Copy out the items from the line containing "the wooden deck" through the end of the items, requests included, leaving the pictures out. Multiply every x and y coordinate in the answers by 1.7 and round each to a whole number, halves up, keeping the requests unchanged.

Rows from an object pointing dataset

** BEGIN **

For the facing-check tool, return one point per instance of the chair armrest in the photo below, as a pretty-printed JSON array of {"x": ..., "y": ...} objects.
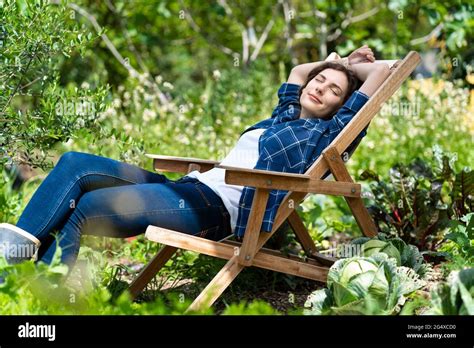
[
  {"x": 266, "y": 179},
  {"x": 185, "y": 165}
]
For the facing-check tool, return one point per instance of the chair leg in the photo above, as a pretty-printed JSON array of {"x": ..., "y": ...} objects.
[
  {"x": 150, "y": 270},
  {"x": 301, "y": 233},
  {"x": 217, "y": 286}
]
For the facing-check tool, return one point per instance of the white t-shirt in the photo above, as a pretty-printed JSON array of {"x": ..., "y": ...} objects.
[{"x": 244, "y": 155}]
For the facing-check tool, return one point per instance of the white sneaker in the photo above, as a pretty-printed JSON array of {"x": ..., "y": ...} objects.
[{"x": 17, "y": 245}]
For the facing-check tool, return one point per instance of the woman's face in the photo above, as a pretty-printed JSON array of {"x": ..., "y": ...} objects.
[{"x": 324, "y": 94}]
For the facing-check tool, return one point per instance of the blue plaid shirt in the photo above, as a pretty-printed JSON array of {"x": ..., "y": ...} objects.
[{"x": 291, "y": 145}]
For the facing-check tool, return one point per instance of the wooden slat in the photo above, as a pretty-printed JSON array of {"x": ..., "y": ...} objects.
[
  {"x": 295, "y": 182},
  {"x": 254, "y": 224},
  {"x": 225, "y": 251},
  {"x": 348, "y": 134},
  {"x": 217, "y": 286},
  {"x": 339, "y": 170},
  {"x": 182, "y": 159},
  {"x": 267, "y": 174},
  {"x": 180, "y": 164},
  {"x": 312, "y": 259},
  {"x": 301, "y": 233}
]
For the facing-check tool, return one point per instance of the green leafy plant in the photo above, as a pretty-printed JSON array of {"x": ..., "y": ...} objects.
[
  {"x": 455, "y": 297},
  {"x": 405, "y": 254},
  {"x": 459, "y": 242},
  {"x": 418, "y": 203},
  {"x": 36, "y": 111},
  {"x": 364, "y": 285}
]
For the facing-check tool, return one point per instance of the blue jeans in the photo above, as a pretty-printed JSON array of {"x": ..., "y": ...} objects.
[{"x": 89, "y": 194}]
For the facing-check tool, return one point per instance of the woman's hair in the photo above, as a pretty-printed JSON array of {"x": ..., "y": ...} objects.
[{"x": 353, "y": 81}]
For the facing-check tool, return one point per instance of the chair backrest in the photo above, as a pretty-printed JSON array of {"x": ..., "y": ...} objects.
[{"x": 348, "y": 140}]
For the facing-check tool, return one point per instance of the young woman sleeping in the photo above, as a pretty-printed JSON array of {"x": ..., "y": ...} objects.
[{"x": 89, "y": 194}]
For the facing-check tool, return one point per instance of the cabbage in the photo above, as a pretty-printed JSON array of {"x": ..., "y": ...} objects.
[{"x": 364, "y": 285}]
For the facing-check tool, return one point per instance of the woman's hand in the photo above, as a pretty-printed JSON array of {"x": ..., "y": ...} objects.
[{"x": 361, "y": 55}]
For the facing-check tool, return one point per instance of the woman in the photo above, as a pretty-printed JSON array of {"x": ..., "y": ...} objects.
[{"x": 88, "y": 194}]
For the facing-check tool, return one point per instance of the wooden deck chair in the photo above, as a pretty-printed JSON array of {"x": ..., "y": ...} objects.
[{"x": 251, "y": 251}]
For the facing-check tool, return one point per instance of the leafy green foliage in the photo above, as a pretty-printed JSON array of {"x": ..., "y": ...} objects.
[
  {"x": 418, "y": 202},
  {"x": 456, "y": 296},
  {"x": 35, "y": 111},
  {"x": 405, "y": 254},
  {"x": 364, "y": 285}
]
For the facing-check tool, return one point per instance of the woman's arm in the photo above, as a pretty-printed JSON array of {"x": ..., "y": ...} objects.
[
  {"x": 372, "y": 74},
  {"x": 300, "y": 72}
]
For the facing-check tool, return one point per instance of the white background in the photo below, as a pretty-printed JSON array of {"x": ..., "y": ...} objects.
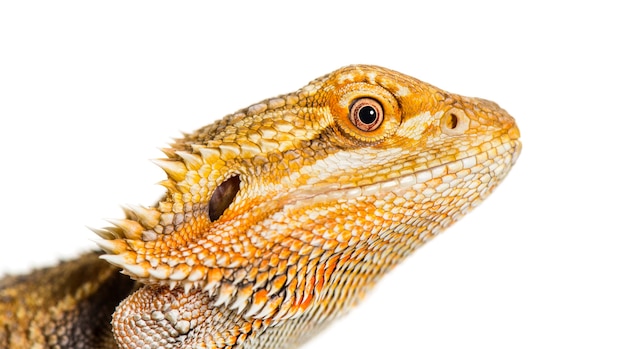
[{"x": 89, "y": 92}]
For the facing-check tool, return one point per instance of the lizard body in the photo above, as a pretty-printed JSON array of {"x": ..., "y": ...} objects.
[{"x": 280, "y": 217}]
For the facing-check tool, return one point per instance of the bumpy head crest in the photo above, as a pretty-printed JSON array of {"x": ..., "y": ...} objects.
[{"x": 350, "y": 173}]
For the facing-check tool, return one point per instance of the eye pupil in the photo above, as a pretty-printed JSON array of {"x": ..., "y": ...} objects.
[{"x": 366, "y": 114}]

** END **

» The answer
For the facing-check tool, return one point per instance of the wooden deck chair in the photo above, as a pretty-printed JSON array of {"x": ..., "y": ...} objects.
[{"x": 427, "y": 427}]
For the facing-check tool, return one point per instance of the leafy green foliage in the photo above, as a pretty-printed JSON array of {"x": ..., "y": ...} objects.
[
  {"x": 711, "y": 343},
  {"x": 775, "y": 503},
  {"x": 60, "y": 189},
  {"x": 689, "y": 432},
  {"x": 619, "y": 485}
]
For the facing-check tool, return one point per instance of the woman's arm in the photo above, as a pretty-printed JSON array of {"x": ..., "y": ...} objects.
[
  {"x": 632, "y": 126},
  {"x": 510, "y": 122}
]
For the facing-check tool, return one point per instance of the white background in the photo below, as a pretty-printed JSON array of {"x": ..., "y": ...} objects.
[{"x": 151, "y": 156}]
For the facing-check tool, return one point per instance of the lizard body in the photo above, as a pretty-printed JSON array of {"x": ..., "y": ...} objects.
[{"x": 476, "y": 369}]
For the facing-check tool, return one point per instance of the bumpy head crest in the photo above, as a pretty-printed JSON array of {"x": ..., "y": ...} objects.
[{"x": 595, "y": 294}]
For the facing-check tool, return one point per instance of the eye pupil in the photo above, as a pretty-printed JSON array of {"x": ..., "y": ...} objects.
[{"x": 622, "y": 194}]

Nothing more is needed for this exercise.